Short exercise 1
Collect every line of the entries that contains the word "Give", where case counts.

Text block
9 months ago
I have this cron that runs every 10 minutes to do a sync in a production system. It's very simple, it logs in via API, sends the sync request, and exits. Total of 45 lines but could probably be cut down to 10 lines if I really wanted.
It has worked for at least 3 months. It used to "crash" from time to time but 6 days ago it "crashed" and never ran again. I had originally moved the sync trigger out of the app and into a Railway function with a cron to make it more reliable so I didn't expect the cron to stop working.
I selected the project and service already so I guess you guys have the associated IDs. I can probably just make a change or redeploy to make it work (have not tried) but I won't touch it yet in case the logs or current state are useful to the Railway team to help prevent this in the future.
Any advice?
12 Replies
9 months ago
Hey Joseph, good call on keeping it in that state but it looks like the cron restarted and is now in a running state
I also saw some of your workloads were recently moved to metal but this cron wasn't one of them. I've reviewed those services, they're all looking healthy 
Unfortunately, I'm unable to check why the cron you mentioned might've crashed. We haven't had any reports on our end for crons crashing either, but I can definitely keep an eye out as I'll be on support rotation this week.
Do you have any more context to give on what could have led to the issue? It'll be super helpful in investigating or reproducing
Status changed to Awaiting User Response Railway • 9 months ago
9 months ago
Hey Chandrika, yeah unfortunately I couldn't wait too long before restarting so I deployed an update (just removed a comment) to restart the service about 20 minutes ago.
I don't really have any additional context as it's such a simple function that there isn't many moving parts to break haha. I can tell you that the "crashed" run doesn't have any logs at all but the successful ones do.
Now that I'm looking at it again, it does seem the cron isn't firing the function. It should run every 10 minutes but the last run was 20 minutes ago so that part is still not functioning correctly even though the last run was successful.
Status changed to Awaiting Railway Response Railway • 9 months ago
9 months ago
Could you recreate a new service (retain this one) and configure it up as it is now? Just wondering if that service has gotten stuck in some away
Status changed to Awaiting User Response Railway • 9 months ago
9 months ago
I duplicated the function service then changed the old service cron to be once every 24hr. It seems like the cron for the new function service (73044b00-7cf7-4e28-a928-2ec6c6778b32) is working so I'll probably delete the old service tomorrow, unless you want me to keep it up to help you troubleshoot.
Status changed to Awaiting Railway Response Railway • 9 months ago
9 months ago
Hey Joseph, glad to hear you're unblocked on this - very sorry you ran into this issue !
I appreciate your offer to keep the service up so we can take a look. Do you consent to our engineering team editing the cron schedule to attempt reproduction ? We'll remove your old service once we're done.
Thanks !
Status changed to Awaiting User Response Railway • 9 months ago
9 months ago
Yes your team can modify the cron schedule of the old service (88333b1d-f82a-49cb-be60-6cc0d662394d). It won't cause any disruption on my end.
Please let me know when to remove the old service or if you remove it yourself. This production/uat environments are clones, will removing the sync cron in production remove it from uat? I duplicated the cron in uat just in case.

Short exercise 2
Reproduce word for word the stretch of the cron forum thread from "Any advice?" through "rotation this week.".

[Source records]
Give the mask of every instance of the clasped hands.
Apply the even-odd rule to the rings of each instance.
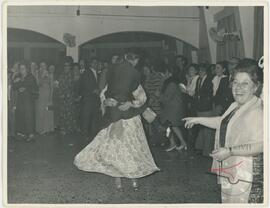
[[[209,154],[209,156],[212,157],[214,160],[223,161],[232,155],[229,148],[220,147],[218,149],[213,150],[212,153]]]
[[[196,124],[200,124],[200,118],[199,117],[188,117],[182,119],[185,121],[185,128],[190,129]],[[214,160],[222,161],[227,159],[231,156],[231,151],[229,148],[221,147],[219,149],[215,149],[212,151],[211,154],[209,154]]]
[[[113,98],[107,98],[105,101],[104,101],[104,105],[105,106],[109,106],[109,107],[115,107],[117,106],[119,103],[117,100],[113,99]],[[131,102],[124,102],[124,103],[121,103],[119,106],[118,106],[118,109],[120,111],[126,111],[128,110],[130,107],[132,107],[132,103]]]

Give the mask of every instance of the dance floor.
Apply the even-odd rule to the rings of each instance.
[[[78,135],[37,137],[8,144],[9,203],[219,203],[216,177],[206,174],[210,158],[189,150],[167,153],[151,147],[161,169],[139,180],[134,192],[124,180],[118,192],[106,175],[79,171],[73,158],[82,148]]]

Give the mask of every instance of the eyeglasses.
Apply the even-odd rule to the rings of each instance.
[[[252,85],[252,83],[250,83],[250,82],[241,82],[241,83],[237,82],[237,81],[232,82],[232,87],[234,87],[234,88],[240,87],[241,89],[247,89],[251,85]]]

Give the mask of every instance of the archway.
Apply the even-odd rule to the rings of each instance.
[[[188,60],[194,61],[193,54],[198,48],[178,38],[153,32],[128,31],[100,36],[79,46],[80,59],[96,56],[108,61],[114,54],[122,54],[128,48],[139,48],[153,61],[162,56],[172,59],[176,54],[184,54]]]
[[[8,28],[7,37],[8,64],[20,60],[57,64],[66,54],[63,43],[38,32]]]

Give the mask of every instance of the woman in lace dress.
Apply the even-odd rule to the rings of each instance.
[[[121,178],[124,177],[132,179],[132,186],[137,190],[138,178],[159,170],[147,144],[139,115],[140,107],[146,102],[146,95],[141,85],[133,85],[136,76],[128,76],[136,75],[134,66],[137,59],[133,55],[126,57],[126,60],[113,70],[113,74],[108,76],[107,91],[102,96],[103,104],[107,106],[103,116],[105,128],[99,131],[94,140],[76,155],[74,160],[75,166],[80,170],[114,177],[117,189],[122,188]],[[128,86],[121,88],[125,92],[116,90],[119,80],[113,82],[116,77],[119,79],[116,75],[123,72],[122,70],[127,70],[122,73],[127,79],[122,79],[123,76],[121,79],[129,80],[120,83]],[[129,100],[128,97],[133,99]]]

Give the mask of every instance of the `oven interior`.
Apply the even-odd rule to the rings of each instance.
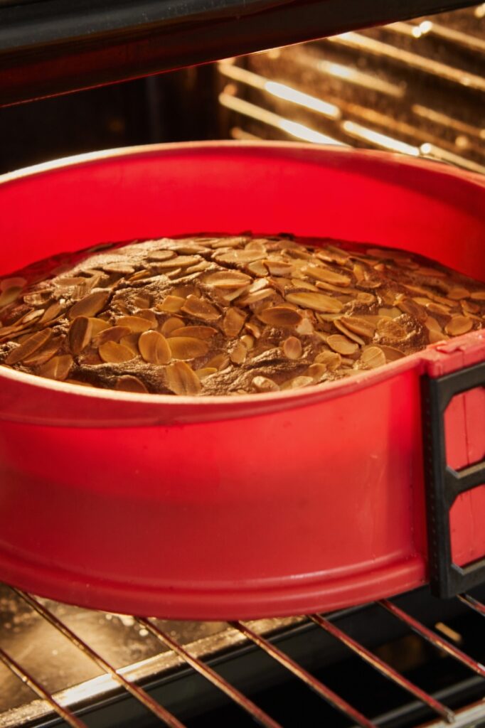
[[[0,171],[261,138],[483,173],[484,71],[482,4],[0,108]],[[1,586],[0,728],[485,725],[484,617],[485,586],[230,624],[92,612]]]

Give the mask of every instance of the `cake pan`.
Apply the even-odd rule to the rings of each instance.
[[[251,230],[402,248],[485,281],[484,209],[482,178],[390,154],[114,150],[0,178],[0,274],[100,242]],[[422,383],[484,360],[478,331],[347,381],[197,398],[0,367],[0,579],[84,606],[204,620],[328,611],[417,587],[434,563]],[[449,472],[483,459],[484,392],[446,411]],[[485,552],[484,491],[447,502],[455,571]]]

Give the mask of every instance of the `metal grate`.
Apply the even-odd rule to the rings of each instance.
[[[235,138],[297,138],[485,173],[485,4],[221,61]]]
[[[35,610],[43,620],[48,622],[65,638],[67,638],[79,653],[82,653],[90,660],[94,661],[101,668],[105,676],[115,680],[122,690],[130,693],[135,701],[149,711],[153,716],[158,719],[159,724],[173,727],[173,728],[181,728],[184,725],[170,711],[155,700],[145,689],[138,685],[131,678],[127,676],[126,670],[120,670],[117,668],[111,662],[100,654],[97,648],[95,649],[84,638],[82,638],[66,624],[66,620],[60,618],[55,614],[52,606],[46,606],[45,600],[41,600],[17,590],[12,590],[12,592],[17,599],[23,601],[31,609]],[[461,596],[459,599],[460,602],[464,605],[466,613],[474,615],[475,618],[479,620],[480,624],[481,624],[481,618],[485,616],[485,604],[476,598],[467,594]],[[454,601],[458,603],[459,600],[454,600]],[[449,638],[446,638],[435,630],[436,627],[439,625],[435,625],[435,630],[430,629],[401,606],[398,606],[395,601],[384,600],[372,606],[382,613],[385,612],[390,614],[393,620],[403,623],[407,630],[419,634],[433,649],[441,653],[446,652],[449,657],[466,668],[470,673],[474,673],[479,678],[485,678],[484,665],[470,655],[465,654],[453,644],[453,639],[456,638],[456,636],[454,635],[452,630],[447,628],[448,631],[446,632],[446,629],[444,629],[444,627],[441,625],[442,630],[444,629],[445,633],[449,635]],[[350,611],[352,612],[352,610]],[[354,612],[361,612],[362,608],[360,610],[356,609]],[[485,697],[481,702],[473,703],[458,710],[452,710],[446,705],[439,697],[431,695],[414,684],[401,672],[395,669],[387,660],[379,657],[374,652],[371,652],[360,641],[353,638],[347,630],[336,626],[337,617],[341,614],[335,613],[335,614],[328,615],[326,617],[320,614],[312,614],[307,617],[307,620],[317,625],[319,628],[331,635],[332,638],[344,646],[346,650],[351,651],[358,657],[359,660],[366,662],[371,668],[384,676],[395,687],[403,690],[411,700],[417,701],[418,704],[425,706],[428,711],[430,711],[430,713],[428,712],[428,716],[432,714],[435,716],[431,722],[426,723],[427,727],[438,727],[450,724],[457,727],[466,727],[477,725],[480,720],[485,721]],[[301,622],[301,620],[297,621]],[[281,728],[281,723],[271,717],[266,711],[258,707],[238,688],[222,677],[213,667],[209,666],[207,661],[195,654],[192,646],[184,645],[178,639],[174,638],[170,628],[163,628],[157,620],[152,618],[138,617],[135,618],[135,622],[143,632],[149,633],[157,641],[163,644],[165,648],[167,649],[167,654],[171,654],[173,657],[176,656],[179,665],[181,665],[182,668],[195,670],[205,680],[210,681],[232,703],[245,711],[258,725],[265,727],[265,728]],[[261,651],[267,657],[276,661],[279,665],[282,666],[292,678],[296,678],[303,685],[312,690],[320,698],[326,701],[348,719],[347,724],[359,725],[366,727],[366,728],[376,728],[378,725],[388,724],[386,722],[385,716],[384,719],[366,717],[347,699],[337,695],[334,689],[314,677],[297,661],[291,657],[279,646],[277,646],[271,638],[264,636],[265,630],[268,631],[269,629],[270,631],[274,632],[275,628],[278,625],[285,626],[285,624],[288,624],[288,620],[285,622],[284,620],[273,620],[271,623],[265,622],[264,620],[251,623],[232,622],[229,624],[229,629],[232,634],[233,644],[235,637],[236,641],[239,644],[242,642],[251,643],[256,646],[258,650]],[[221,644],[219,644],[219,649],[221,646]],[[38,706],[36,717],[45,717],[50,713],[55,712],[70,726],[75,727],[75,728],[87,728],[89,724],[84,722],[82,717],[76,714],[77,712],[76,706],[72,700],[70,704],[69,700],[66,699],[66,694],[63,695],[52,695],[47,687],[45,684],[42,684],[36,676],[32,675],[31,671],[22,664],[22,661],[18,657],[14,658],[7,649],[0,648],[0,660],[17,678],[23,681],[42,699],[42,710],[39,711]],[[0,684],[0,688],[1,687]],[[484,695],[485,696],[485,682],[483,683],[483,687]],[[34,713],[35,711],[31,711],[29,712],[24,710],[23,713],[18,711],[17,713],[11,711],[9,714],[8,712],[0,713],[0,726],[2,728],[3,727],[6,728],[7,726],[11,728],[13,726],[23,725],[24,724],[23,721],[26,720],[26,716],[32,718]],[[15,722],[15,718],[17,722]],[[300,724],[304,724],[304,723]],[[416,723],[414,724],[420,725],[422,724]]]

Output 1
Give the mask of every instance of the clasped hands.
Give the mask of every instance of the dance floor.
Give the mask of every instance of the eyeglasses.
Give the mask of every instance of the archway.
Give the mask of every instance of the woman in lace dress.
Give the mask of every instance of the `oven interior`.
Give the mask of every instance of the `cake pan`.
Give the mask of every instance of the `metal grate`.

Output 2
Any advice?
12 Replies
9 months ago
Hey Joseph, good call on keeping it in that state but it looks like the cron restarted and is now in a running state
I also saw some of your workloads were recently moved to metal but this cron wasn't one of them. I've reviewed those services, they're all looking healthy 
Unfortunately, I'm unable to check why the cron you mentioned might've crashed. We haven't had any reports on our end for crons crashing either, but I can definitely keep an eye out as I'll be on support rotation this week.